**The problem:** From the entries that follow, work out how many lines contain "below". Write the number only.

** Opening Task inputs block **

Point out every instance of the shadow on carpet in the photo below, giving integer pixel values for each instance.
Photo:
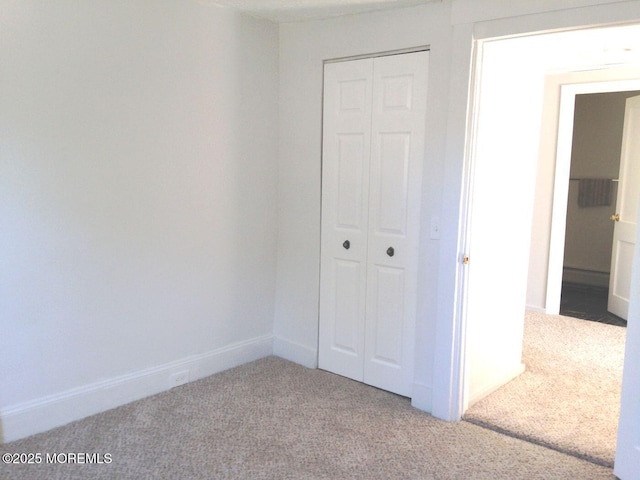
(568, 398)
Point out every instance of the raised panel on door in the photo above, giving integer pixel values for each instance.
(345, 191)
(628, 198)
(397, 154)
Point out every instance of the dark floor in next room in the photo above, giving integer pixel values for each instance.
(588, 303)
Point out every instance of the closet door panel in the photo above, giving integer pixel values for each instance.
(345, 192)
(397, 153)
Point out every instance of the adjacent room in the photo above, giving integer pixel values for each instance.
(185, 293)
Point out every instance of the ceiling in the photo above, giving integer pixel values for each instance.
(299, 10)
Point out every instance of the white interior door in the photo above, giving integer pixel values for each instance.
(346, 148)
(373, 148)
(397, 152)
(624, 232)
(627, 463)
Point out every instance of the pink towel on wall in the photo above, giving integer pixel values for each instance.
(594, 192)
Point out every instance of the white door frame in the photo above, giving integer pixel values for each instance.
(619, 80)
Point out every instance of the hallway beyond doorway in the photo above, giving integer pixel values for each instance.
(588, 303)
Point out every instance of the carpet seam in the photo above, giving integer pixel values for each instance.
(541, 443)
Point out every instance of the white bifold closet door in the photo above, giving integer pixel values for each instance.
(373, 150)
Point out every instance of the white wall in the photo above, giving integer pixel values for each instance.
(303, 47)
(138, 145)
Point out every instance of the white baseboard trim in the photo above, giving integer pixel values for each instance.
(532, 308)
(422, 397)
(505, 378)
(28, 418)
(294, 352)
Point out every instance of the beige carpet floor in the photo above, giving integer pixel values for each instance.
(272, 419)
(569, 396)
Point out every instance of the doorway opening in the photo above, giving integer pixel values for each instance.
(506, 141)
(591, 203)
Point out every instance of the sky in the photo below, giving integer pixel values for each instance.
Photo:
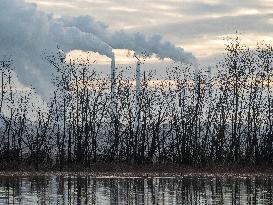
(199, 26)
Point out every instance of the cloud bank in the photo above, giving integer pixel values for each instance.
(26, 31)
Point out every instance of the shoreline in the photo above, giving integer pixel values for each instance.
(147, 171)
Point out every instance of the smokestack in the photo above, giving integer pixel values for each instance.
(113, 85)
(209, 81)
(138, 92)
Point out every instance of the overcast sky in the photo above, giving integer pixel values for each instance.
(198, 26)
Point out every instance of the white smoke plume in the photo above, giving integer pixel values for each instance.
(26, 31)
(137, 42)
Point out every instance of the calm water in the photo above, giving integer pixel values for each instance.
(90, 190)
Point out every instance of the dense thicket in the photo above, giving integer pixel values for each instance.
(185, 118)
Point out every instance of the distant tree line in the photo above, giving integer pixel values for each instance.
(183, 118)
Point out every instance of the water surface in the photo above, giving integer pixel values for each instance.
(66, 190)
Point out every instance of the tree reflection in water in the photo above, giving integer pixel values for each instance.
(68, 190)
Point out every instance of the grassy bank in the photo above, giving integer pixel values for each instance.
(121, 170)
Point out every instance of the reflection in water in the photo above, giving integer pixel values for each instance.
(90, 190)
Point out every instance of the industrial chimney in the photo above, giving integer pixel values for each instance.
(138, 93)
(209, 81)
(113, 86)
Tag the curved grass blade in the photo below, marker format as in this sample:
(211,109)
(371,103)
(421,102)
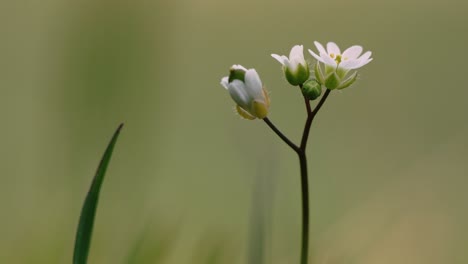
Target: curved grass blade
(86,222)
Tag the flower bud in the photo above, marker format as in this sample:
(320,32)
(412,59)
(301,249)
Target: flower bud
(245,87)
(311,89)
(296,69)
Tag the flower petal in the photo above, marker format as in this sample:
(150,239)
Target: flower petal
(317,57)
(238,93)
(320,48)
(327,59)
(253,85)
(297,52)
(350,64)
(238,67)
(365,56)
(225,82)
(352,52)
(333,48)
(279,58)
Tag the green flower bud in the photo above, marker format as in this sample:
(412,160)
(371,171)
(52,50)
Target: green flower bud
(295,67)
(332,81)
(312,89)
(348,82)
(298,76)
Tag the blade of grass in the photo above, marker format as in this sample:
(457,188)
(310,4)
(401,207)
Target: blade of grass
(88,212)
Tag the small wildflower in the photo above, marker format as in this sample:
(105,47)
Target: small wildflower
(337,64)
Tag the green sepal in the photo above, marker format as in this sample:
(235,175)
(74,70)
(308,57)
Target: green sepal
(342,72)
(299,76)
(348,82)
(236,74)
(332,81)
(311,89)
(318,73)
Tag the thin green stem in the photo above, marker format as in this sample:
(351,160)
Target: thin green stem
(301,152)
(305,207)
(281,135)
(310,117)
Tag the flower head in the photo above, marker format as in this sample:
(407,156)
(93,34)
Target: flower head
(337,64)
(350,59)
(246,89)
(295,67)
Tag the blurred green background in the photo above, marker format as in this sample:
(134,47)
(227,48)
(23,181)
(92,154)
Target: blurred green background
(388,157)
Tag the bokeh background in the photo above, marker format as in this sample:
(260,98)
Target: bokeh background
(190,182)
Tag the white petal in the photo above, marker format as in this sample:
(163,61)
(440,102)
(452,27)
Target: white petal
(350,64)
(365,56)
(333,48)
(297,52)
(317,57)
(238,93)
(238,67)
(365,62)
(225,82)
(352,52)
(327,60)
(253,85)
(279,58)
(320,48)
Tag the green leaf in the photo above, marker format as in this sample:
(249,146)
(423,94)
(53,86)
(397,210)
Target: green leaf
(88,212)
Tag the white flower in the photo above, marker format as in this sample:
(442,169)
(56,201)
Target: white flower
(348,60)
(246,89)
(295,67)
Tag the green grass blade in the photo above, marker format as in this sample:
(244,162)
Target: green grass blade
(88,212)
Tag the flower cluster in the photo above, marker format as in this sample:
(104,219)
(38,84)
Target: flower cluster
(333,70)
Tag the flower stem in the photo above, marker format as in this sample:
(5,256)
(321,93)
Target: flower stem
(301,152)
(281,135)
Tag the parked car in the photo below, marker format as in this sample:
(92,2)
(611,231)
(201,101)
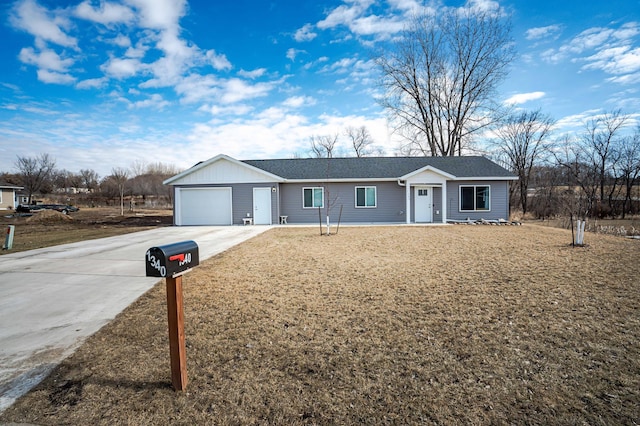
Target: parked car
(30,208)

** Closing Task inputs block **

**Response to the task:** 4